Rows from an object-pointing dataset
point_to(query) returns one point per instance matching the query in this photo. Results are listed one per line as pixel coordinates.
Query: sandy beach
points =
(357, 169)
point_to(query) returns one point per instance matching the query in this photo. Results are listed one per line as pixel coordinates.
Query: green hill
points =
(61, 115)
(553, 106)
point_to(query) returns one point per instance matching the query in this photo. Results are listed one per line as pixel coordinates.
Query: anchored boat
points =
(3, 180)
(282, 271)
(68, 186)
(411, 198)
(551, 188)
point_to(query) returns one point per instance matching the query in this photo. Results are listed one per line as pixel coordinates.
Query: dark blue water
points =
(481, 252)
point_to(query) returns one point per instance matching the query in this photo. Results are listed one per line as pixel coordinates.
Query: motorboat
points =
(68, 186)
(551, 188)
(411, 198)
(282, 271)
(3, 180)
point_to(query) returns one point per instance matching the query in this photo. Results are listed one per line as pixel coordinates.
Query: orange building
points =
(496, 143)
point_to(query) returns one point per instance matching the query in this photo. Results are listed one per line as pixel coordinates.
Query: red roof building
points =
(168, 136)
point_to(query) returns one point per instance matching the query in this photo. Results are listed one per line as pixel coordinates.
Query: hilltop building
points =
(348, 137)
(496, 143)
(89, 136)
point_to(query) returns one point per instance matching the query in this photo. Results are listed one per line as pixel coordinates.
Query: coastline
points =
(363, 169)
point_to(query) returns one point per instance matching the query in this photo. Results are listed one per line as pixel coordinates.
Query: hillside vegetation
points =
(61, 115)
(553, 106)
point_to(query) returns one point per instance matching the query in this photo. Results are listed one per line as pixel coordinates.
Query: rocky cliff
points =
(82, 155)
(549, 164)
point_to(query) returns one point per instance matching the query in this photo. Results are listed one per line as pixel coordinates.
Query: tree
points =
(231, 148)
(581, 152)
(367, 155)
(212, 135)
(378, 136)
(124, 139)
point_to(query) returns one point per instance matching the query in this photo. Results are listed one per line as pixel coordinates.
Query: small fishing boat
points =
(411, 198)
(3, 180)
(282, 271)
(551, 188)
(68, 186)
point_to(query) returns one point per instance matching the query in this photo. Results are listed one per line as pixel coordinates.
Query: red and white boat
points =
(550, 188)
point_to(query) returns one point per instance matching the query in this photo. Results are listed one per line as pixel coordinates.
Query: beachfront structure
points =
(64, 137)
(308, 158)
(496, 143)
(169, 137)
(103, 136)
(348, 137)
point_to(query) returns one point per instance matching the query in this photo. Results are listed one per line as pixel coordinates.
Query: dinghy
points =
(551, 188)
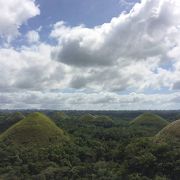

Stated exercise. How many lines of the records contain the string "building"? Reply with the number alone.

Result of the exercise. 3